Votre objectif >> Réécrivez l'extrait sur le réductionnisme depuis "C’est l’aspect philosophique" jusqu'à "le croit Monod." inclus, en remplaçant "nouveau livre" par "dernier ouvrage".

Passage choisi >>
----------
Un réductionnisme tempéré

Le problème est ancien. En remontant le passé, on en suit la trame à travers la classification des sciences d’Auguste Comte, l’animal-machine de La Mettrie et la fameuse statue de Condillac au XVIIIe siècle, jusqu’à Lucrèce, jusqu’à Démocrite dont Monod se réclame, et sans doute au-delà. En allant à la limite, il s’agit de savoir si le matérialisme radical est une hypothèse suffisante.

On voit qu’il s’agit bien d’un débat à la fois scientifique − car il appartient à la science de dire si une hypothèse donnée rend compte des faits connus et permet d’en prévoir de nouveaux − et philosophique, car, n’est-ce pas ? il importe quelque peu au philosophe de savoir si sa propre pensée n’est que le produit d’un hasard aveugle. La Mettrie, qui creva d’indigestion pour s’être empiffré d’un énorme pâté, aurait eu pour le moins une raison de se montrer plus tempérant s’il n’avait réduit son être à celui d’une « machine ».

C’est l’aspect philosophique du problème qu’à travers Jacques Monod, Madeleine Barthélemy-Madaule examine dans son nouveau livre (a). Je ne veux pas à son propos cacher un certain embarras, car cet embarras est significatif. Mme Barthélemy-Madaule montre essentiellement qu’en rejetant avec hauteur et pêle-mêle Bergson, Teilhard de Chardin, Marx, le vitalisme, l’animisme et une certaine forme de mécanisme3, Monod est injuste et mal informé : Bergson, dit-elle, n’est pas ce que croit Monod ; ce dont parle Monod, ce n’est pas de Bergson ni de Marx, etc., mais, de leur « vulgate », c’est-à-dire de leur interprétation contemporaine courante ; de même, il y a plus de vitalismes et d’animismes que ne le croit Monod.

On touche là l’un des malentendus les plus constants parmi tous ceux qui, malheureusement, stérilisent de plus en plus la discussion entre savants et philosophes : en science, il n’est d’aucun intérêt de savoir ce qu’a réellement voulu dire l’introducteur d’une idée nouvelle ; seul est retenu le point actuel de la discussion.

En tant que savant, Monod ne se sent nullement tenu d’aller voir dans le Capital ce qu’il faut penser du marxisme : il lui suffit de voir ce qu’on en a tiré. Il lui suffit de lire attentivement le Monde. Sachant qu’on n’a jamais cessé, depuis Marx, de discuter et d’expérimenter ses idées, Monod, comme savant, est légitimement fondé à tenir qu’en fait de marxisme, nos contemporains en savent plus que Marx, et que les idées et propos de ce dernier sont aussi périmés et dénués d’intérêt qu’en matière de microbiologie les propos et idées de Pasteur.

Il ne saurait se tromper sur ce point que dans la mesure où le marxisme est une doctrine, non une science : mais, dans cette mesure-là précisément, la contribution de Marx est nulle et non avenue aux yeux d’un homme qui (il le dit très clairement) ne veut reconnaître d’autre philosophie que « naturelle », c’est-à-dire fondée sur un corps de connaissances expérimentales.
----------
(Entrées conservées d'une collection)
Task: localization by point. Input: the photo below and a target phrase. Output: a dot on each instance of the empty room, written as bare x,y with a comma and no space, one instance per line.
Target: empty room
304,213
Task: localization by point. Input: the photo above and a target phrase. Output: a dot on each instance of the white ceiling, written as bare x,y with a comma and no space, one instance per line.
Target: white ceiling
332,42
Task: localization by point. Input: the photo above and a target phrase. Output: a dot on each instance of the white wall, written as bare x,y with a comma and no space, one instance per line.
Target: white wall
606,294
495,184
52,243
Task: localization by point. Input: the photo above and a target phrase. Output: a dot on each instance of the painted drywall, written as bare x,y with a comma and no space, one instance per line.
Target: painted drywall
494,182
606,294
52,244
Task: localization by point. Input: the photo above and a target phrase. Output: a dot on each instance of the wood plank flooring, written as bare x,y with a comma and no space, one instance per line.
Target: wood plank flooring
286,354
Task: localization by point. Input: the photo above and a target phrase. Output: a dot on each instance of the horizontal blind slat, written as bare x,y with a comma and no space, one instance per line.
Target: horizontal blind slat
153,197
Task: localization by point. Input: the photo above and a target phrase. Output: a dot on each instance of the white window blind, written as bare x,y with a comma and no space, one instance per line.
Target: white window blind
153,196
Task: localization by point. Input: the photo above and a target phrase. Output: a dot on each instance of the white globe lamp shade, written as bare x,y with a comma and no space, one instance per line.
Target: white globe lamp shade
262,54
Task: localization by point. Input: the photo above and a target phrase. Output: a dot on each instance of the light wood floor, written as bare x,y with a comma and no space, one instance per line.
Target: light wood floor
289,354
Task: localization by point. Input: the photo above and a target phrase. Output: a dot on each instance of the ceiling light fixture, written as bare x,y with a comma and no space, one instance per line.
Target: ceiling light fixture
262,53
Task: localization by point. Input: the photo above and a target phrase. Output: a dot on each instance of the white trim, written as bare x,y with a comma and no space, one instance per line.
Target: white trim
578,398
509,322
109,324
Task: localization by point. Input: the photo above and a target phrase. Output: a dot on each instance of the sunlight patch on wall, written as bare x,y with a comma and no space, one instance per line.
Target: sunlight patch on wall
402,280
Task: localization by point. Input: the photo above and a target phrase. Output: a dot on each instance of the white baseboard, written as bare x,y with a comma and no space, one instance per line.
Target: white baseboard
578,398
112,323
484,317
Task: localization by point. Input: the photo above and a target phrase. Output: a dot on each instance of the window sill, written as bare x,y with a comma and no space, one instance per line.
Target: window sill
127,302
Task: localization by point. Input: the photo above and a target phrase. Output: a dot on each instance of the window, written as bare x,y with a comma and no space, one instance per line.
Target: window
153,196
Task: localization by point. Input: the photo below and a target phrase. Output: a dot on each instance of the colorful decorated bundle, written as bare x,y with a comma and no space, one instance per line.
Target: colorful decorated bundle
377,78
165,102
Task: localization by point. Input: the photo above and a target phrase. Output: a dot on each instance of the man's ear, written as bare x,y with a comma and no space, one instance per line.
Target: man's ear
----------
Réponse attendue >>
C’est l’aspect philosophique du problème qu’à travers Jacques Monod, Madeleine Barthélemy-Madaule examine dans son dernier ouvrage (a). Je ne veux pas à son propos cacher un certain embarras, car cet embarras est significatif. Mme Barthélemy-Madaule montre essentiellement qu’en rejetant avec hauteur et pêle-mêle Bergson, Teilhard de Chardin, Marx, le vitalisme, l’animisme et une certaine forme de mécanisme3, Monod est injuste et mal informé : Bergson, dit-elle, n’est pas ce que croit Monod ; ce dont parle Monod, ce n’est pas de Bergson ni de Marx, etc., mais, de leur « vulgate », c’est-à-dire de leur interprétation contemporaine courante ; de même, il y a plus de vitalismes et d’animismes que ne le croit Monod.